----- TEKS
Sedangkan pemeriksaan obyektif retina dilakukan dengan :
  1. Pemeriksaan retina dengan Opthalmoskop
                  Retina adalah membran tipis yang halus, tidak berwarna dan tembus pandang, oleh karenanya warna merah yang tampak pada pemeriksaan adalah warna dari koroid. Pada pemeriksaan harus dilihat papil, pembuluh darah dan makula lutea. Pada papil harus diamati bentuk, batas, warna dan ekskavasinya. Pembuluh darah harus dapat dibedakan antara pembuluh darah arteri dengan vena sentral. Perbandingan arteri dengan vena adalah 3 : 4. Bentuk pembuluh darah arteri adalah diameternya lebih kecil, dengan warna lebih merah, bentuknya lebih lurus dan ditengahnya terdapat reflek cahaya. Sedangkan pada vena pembuluh darahnya lebih besar, warna lebih tua dan bentuk lebih berkelok- kelok. Pemeriksaan untuk melihat makula lutea dilakukan terakhir karena pasien akan merasa silau sekali. Makula lutea terletak pada jarak 2,5 mm di bagian temporal papil atau dapat dilihat dengan meminta pasien melihat lampu ophtalmoskop. Makula bebas pembuluh darah dan mengandung lebih sedikit pigmen dibanding daerah retina lainnya. Bagian sentral makula sedikit tergaung akibat lapisannya yang kurang memberikan refleks makula bila disinari (Ilyas, 2007)
  1. Fluoresin Angiografi
Pemeriksaan fundus setelah pemberian fluoresin intravena merupakan cara diagnostik yang penting. Lima cc larutan sodium fluoresin disuntikkan dalam V. Antecubiti secara cepat. Dengan alat pemotret hitam putih tertentu dilakukan pemotretan sebelum penyuntikan kemudian dilakukan lagi pemotretan setiap 0,5 sekon selama 20 sekon. Sebagai tambahan dilakukan pula pemotretan pada menit ke-3 dan ke-30. Gambaran berharga dapat pula didapat dengan melakukan fluoresin angioskopi, yaitu dengan melakukan opthalmoskopi tak langsung setelah dilakukan penyuntikan. Dengan cara ini didapatkan evaluasi dari keadaan anatomis dan fisiologis dari pembuluh darah retina.
  1. Elektroretinografi (ERG).
                  ERG adalah pengukuran terhadap perubahan potensial retina dengan pengaruh cahaya Retina yang normal menunjukkan perubahan gelombang listrik bila terkena cahaya. ERG sangat berguna untuk membantu diagnosa penderita dengan kerusakan retina yang luas, atau penderita kelainan retina dengan media refrakta keruh.
----------
----- BAGIAN DATA
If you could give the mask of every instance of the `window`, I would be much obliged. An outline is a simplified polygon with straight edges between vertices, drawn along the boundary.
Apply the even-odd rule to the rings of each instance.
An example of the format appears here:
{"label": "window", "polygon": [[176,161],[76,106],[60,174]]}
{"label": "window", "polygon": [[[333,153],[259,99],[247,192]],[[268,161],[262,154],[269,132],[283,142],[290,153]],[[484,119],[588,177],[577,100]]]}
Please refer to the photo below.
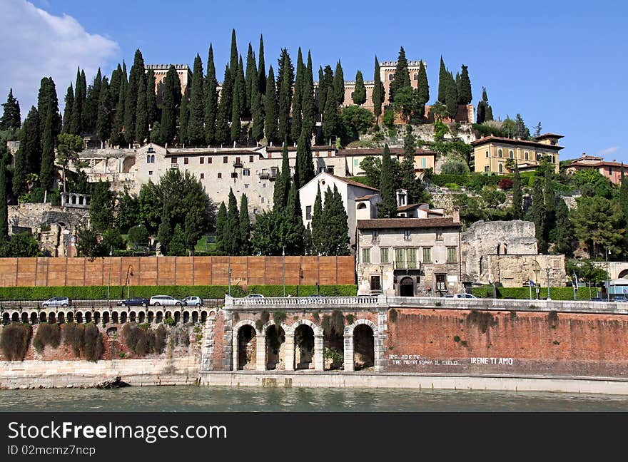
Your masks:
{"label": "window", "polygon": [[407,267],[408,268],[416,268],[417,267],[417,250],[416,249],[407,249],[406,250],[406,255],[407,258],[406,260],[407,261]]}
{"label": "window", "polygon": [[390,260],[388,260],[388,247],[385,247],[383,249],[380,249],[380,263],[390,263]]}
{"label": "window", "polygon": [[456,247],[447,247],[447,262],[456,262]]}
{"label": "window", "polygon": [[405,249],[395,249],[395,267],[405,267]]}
----------
----- BAGIAN DATA
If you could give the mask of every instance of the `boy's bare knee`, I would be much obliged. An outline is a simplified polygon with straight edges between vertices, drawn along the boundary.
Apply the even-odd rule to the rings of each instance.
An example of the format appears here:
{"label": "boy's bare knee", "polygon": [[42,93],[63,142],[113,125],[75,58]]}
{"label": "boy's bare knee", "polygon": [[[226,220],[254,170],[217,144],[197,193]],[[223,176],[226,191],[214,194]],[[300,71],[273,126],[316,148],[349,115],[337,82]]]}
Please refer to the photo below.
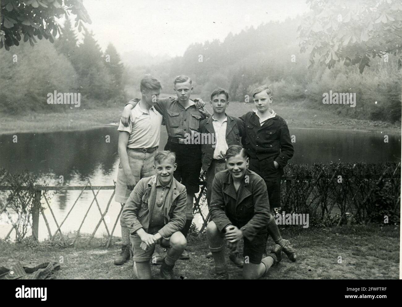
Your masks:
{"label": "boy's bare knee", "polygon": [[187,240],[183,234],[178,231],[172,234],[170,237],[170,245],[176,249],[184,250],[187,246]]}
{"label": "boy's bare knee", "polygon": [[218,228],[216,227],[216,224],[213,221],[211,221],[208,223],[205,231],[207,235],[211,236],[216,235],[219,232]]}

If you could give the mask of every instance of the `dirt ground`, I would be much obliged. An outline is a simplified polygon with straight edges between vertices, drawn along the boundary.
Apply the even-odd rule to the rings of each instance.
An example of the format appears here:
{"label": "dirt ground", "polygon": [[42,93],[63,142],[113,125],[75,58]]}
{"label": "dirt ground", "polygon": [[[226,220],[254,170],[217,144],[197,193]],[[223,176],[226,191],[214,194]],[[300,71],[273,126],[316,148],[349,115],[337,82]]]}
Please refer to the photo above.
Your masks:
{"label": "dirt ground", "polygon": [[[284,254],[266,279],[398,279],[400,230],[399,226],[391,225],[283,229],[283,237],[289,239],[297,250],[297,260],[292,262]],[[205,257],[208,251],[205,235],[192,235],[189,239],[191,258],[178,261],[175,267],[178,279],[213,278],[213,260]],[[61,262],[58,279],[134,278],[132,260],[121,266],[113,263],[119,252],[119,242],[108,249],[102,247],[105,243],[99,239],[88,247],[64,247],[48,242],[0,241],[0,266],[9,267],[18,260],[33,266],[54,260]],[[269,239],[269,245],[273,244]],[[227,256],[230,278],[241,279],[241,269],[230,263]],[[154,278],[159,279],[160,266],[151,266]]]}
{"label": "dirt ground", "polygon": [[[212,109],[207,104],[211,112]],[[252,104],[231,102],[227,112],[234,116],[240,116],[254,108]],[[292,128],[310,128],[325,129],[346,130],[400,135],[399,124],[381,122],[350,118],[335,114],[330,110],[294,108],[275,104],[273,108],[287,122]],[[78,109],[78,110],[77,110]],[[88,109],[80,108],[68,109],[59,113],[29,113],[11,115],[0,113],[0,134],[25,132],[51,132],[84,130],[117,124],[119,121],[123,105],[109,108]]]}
----------
----- BAGIAN DATA
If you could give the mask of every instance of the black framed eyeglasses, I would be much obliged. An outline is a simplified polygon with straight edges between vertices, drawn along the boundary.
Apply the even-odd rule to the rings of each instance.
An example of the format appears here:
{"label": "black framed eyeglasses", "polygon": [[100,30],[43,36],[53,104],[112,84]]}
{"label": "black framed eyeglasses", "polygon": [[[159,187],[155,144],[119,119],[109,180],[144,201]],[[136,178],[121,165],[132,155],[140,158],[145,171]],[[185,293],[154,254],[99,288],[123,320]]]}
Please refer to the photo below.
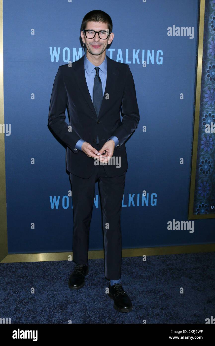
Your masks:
----------
DAFTAR TUGAS:
1. Sebutkan semua hal yang harus diamati pada papil menurut teks tentang pemeriksaan retina.
2. Tolong lanjutkan teks tentang pemeriksaan retina mulai setelah kalimat terakhirnya.

JAWABAN PER NOMOR:
1. Bentuk, batas, warna, dan ekskavasi.

2.
  1. Ultrasonografi (USG).
                  USG menggunakan gelombang suara dengan frekuensi tinggi yang tidak dapat didengar oleh manusia (8-10 MHz) untuk mendapatkan suara yang dipantulkan oleh jaringan lunak dengan macam-macam ketebalan. USG dipergunakan untuk menentukan berbagai macam tumor-tumor orbita dan memeriksa bagian posterior mata bila media refrakta keruh.
II.2. Definisi Retinoblastoma.
Retinoblastoma adalah suatu neoplasma yang berasal dari neuroretina (sel batang dan kerucut) atau sel glia yang bersifat ganas. Kelainan ini bersifat kongenital autosom dominan bila mengenai kedua mata atau bersifat mutasi somatik bila mengenai satu mata saja. Tumor ini tumbuhnya sangat cepat sehingga vaskularisasi tumor tidak dapat mengimbangi tumbuhnya tumor sehingga terjadi degenerasi dan nekrosis yang disertai kalsifikasi (Wijana, 1993).
Retinoblastoma biasanya tidak disadari sampai perkembangannya cukup lanjut sehingga sudah menimbulkan kelainan pada mata berupa pupil putih, strabismus atau peradangan (Harbour, 2001). Secara umum, semakin dini penemuan tumor dan semakin dini dilakukannya terapi tumor, semakin besar kemungkinan kita mencegah perluasan tumor melalui saraf optikus dan jaringan orbita. Retinoblastoma dapat berakibat fatal bila tidak mendapatkan pengobatan yang tepat (Vaughan et.al., 2000).
II.3. Etiologi dan Patogenesis.
            Penyebab terjadinya Retinoblastoma adalah mutasi gen. Suatu alel di dalam satu lokus di dalam pita kromosom 13q14 mengontrol tumor tersebut, baik dalam bentuk herediter maupun non herediter (Harbour, 2001).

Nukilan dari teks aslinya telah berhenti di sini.